## Problem requirements
Edit the lines from the one holding "Is there any sepia" through the one holding "177;136;230;164", inclusive, changing "integer pixel coordinates" to "whole-number pixel coordinates" and leaving everything else intact. Output only those lines.

## Working data

▼▼▼

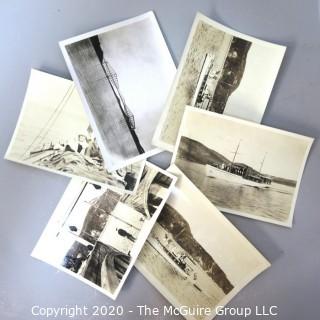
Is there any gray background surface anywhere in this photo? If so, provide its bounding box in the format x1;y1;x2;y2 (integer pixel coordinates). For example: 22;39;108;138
0;0;320;320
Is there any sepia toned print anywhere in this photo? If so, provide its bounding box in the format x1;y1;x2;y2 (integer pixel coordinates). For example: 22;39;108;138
172;107;313;227
60;12;176;170
32;163;176;299
5;69;144;192
136;166;269;320
153;14;285;151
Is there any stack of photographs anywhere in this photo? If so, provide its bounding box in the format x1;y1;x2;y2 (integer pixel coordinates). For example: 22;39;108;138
60;12;176;171
172;107;313;227
153;13;286;152
136;165;270;320
5;8;313;320
5;69;144;192
32;163;176;299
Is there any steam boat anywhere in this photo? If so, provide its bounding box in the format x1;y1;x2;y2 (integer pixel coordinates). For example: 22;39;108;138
205;142;272;188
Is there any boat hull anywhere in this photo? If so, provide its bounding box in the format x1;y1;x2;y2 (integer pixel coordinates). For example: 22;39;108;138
206;164;270;188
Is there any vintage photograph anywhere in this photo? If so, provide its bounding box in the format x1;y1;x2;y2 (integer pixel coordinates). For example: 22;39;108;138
153;13;286;151
135;166;270;320
60;12;176;171
32;163;176;299
172;106;313;227
5;69;144;192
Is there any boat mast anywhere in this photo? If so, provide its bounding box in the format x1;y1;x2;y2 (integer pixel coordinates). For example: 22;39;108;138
232;140;241;164
259;152;268;173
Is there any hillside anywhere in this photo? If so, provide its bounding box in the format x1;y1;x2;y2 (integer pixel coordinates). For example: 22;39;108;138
157;204;233;294
177;136;230;164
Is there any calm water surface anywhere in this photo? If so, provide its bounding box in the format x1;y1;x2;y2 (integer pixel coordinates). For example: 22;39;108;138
176;158;295;222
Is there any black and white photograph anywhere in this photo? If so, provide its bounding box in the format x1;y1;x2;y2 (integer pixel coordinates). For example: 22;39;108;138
172;106;313;227
32;163;176;299
153;13;286;151
136;166;270;320
5;69;144;193
60;12;176;171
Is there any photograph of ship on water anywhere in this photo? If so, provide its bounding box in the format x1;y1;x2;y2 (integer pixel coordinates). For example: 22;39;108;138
135;166;270;320
153;13;286;151
32;163;176;299
60;12;176;171
5;69;144;192
172;106;313;227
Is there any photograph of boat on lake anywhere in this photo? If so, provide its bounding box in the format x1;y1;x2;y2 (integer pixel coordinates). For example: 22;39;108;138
5;69;144;192
153;13;286;151
135;165;270;320
32;163;176;299
60;12;176;171
172;106;313;227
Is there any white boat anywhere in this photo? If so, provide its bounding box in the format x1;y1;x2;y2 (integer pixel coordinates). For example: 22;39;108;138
206;164;270;188
206;140;272;188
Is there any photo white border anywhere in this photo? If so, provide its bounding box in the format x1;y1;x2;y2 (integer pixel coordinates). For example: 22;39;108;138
4;68;145;194
152;12;286;152
135;164;271;320
171;106;314;228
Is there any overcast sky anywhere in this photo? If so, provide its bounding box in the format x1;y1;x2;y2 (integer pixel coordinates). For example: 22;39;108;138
99;16;176;150
168;166;264;285
181;109;309;180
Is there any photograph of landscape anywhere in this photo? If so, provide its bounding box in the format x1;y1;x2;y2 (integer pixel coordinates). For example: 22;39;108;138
136;166;269;320
173;107;312;226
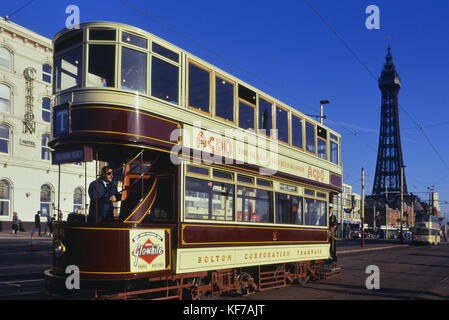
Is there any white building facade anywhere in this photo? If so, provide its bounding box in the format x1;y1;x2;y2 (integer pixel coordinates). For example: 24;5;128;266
0;18;95;231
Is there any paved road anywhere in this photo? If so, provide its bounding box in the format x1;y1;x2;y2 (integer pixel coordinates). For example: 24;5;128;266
0;233;449;300
222;243;449;300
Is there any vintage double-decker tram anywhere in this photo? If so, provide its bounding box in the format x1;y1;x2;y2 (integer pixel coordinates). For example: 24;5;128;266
46;22;342;299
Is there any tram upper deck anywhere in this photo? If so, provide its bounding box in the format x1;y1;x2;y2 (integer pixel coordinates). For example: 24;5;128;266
49;22;342;192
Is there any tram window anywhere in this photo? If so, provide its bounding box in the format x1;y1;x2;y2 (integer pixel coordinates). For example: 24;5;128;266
317;138;326;159
292;115;303;149
56;48;83;91
122;32;148;49
304;189;315;196
89;29;115;41
239;101;255;131
185;177;234;221
304;198;327;226
237;186;273;222
237;175;254;184
280;183;298;192
276;107;288;143
276;193;303;224
259;98;273;137
330;140;338;164
143;176;175;223
238;84;256;105
257;179;271;188
316;192;326;198
187;166;209;176
189;62;210;113
87;44;115;87
214;170;233;180
152;42;179;62
306;122;315;153
55;30;83;54
215;76;234;122
151;57;179;104
121;47;147;94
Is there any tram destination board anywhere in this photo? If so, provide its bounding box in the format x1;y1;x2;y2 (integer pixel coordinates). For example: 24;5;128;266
52;146;93;164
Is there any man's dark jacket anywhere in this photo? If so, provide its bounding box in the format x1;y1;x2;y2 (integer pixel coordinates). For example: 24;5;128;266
87;178;120;222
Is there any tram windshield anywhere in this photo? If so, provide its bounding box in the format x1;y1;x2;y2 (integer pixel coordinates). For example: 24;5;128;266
65;151;176;224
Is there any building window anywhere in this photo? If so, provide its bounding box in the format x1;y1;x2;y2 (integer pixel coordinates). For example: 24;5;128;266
0;180;11;216
41;133;50;160
42;63;52;83
42;98;50;122
40;184;52;217
73;188;84;213
0;47;11;69
151;57;179;104
120;47;147;94
0;124;10;154
0;84;11;113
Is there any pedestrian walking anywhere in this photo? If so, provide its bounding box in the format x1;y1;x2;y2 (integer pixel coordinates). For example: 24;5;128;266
44;212;53;237
12;211;19;234
31;211;41;236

▲▲▲

## Solution to the problem
Is there any sepia toned print anywhere in this photo? If so, provide its bounding box in the format x1;y1;x2;y2 (whole-number pixel coordinates). For example: 22;39;108;138
172;107;313;227
60;12;176;170
32;163;176;299
5;69;144;192
136;166;269;320
153;14;285;151
Is there any stack of photographs anywhere in this photo? If so, provide its bounding box in the format x1;y1;x2;y2 (whole-number pixel coordinates). For example: 22;39;108;138
60;12;176;171
172;107;313;227
153;13;286;152
136;165;270;320
5;8;313;320
5;69;144;192
32;163;176;299
Is there any steam boat anywhere in this photo? If so, provide its bounding box in the format x1;y1;x2;y2 (whole-number pixel coordinates). For example: 22;39;108;138
205;142;272;188
Is there any boat hull anywhere in this photo? If so, provide its bounding box in the format x1;y1;x2;y2 (whole-number pixel coordinates). For example: 22;39;108;138
206;164;270;188
Is there any vintage photograph anywhere in this photo? If so, provide its bounding box in the format x1;y1;x2;y2 (whole-number pixel coordinates). For example: 22;39;108;138
153;13;286;151
135;166;270;320
60;12;176;171
32;163;176;299
172;106;313;227
5;69;144;192
Is there any boat mast anywhere in this photo? If so, provide its bounding box in the format x1;y1;x2;y2 (whole-number pixel coordinates). For example: 22;39;108;138
232;140;241;164
259;152;268;173
Is there any hillside anywhere in this photo? If so, provide its bounding box in the format x1;y1;x2;y2 (whole-number pixel coordinates). For example: 22;39;108;138
157;204;233;294
177;136;230;164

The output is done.